▸ VORLIEGENDER TEXT:
....................
Als positives Beispiel für die Zusammenarbeit zwischen HOG und der Gemeinde vor Ort stand die Kirchenburg in Reußmarkt (Miercurea Sibiului) auf dem Programm. Als weiteres positives Nutzungskonzept wurde die Gräfenburg in Kelling (Câlnic) vorgestellt. Beim Treffen mit Landeskirchenkuratorin Dr. Carmen Schuster in Kleinschenk (Cincșor) wurde die gute Verbindung zwischen lokaler Gemeinschaft und Kirchenburg aufgezeigt. Für den Erfolg derartiger Projekte sei es nötig, dass sich die örtliche Kirchengemeinde in mehrfacher Hinsicht öffne: zur Mehrheitsbevölkerung, zu den ausgewanderten Mitgliedern der Gemeinde sowie gegenüber alternativen und neuen Nutzungskonzepte, sagte Schuster. In Kleinschenk wird jährlich eine Künstlerresidenz organisiert.
Nach dem Projekt Curchfortress e.V. in Hundertbücheln (Movile) wurde das Jugendzentrum in Holzmengen (Hosman) besucht. Pfarrer Hans Georg Junesch und Ruth István stellten die Vielfalt der vor Ort durchgeführten Projekte, von Jugendfreizeiten bis zum Holzstockfestival, vor. Der letzte Konferenztag rundete das Programm mit dem Besuch des Gottesdienstes in der Stadtpfarrkirche in Hermannstadt und einer Stadtführung ab.
....................
▸ DATENSÄTZE:
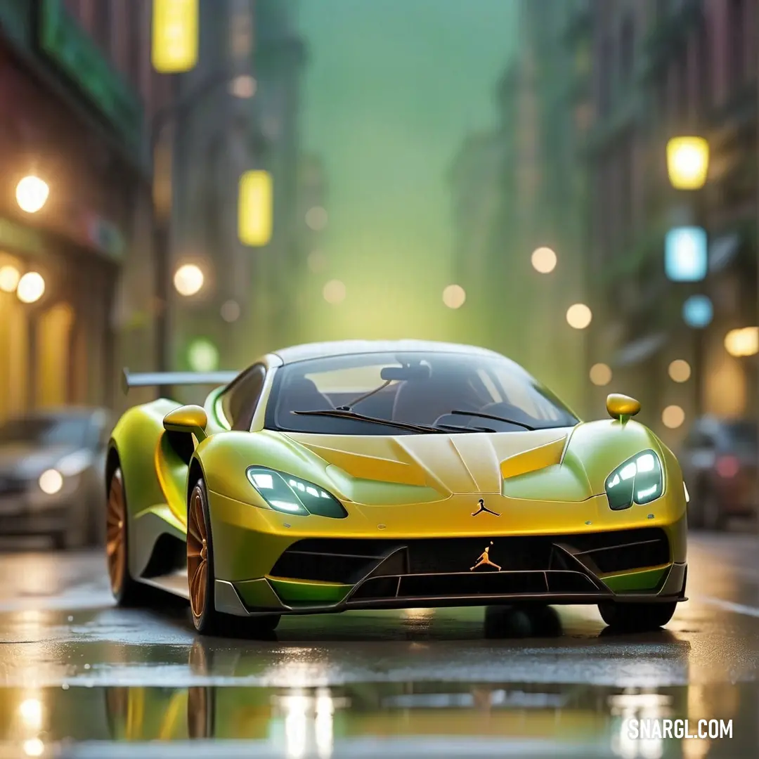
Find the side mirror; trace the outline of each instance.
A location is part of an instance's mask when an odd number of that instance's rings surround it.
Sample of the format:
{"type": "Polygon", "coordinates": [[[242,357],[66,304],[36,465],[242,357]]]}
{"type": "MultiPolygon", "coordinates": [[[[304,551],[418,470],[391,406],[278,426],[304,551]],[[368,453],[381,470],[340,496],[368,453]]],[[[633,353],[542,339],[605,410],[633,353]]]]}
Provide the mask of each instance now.
{"type": "Polygon", "coordinates": [[[202,406],[180,406],[163,417],[163,428],[167,432],[191,433],[198,440],[204,440],[208,414],[202,406]]]}
{"type": "Polygon", "coordinates": [[[613,392],[606,396],[606,411],[609,416],[613,419],[619,419],[625,424],[630,418],[634,417],[641,410],[640,402],[636,401],[629,395],[622,395],[618,392],[613,392]]]}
....................
▸ GESTELLTE AUFGABE 1:
Beantworte anhand des Textes über die Kirchenburgen die folgenden Fragen.
(a) Welche Burg wurde in Kelling als weiteres positives Nutzungskonzept vorgestellt?
(b) Was wird in Kleinschenk jährlich organisiert?
(c) Wer stellte in Holzmengen die Vielfalt der vor Ort durchgeführten Projekte vor?
▸ GESTELLTE AUFGABE 2: Gib den Abschnitt aus dem Text über die Kirchenburgen zwischen „Nach dem Projekt“ und „einer Stadtführung ab.“ einschließlich wortgetreu wieder.

▸ RICHTIGE LÖSUNG 1:
(a) Die Gräfenburg.
(b) Eine Künstlerresidenz.
(c) Pfarrer Hans Georg Junesch und Ruth István.

▸ RICHTIGE LÖSUNG 2:
Nach dem Projekt Curchfortress e.V. in Hundertbücheln (Movile) wurde das Jugendzentrum in Holzmengen (Hosman) besucht. Pfarrer Hans Georg Junesch und Ruth István stellten die Vielfalt der vor Ort durchgeführten Projekte, von Jugendfreizeiten bis zum Holzstockfestival, vor. Der letzte Konferenztag rundete das Programm mit dem Besuch des Gottesdienstes in der Stadtpfarrkirche in Hermannstadt und einer Stadtführung ab.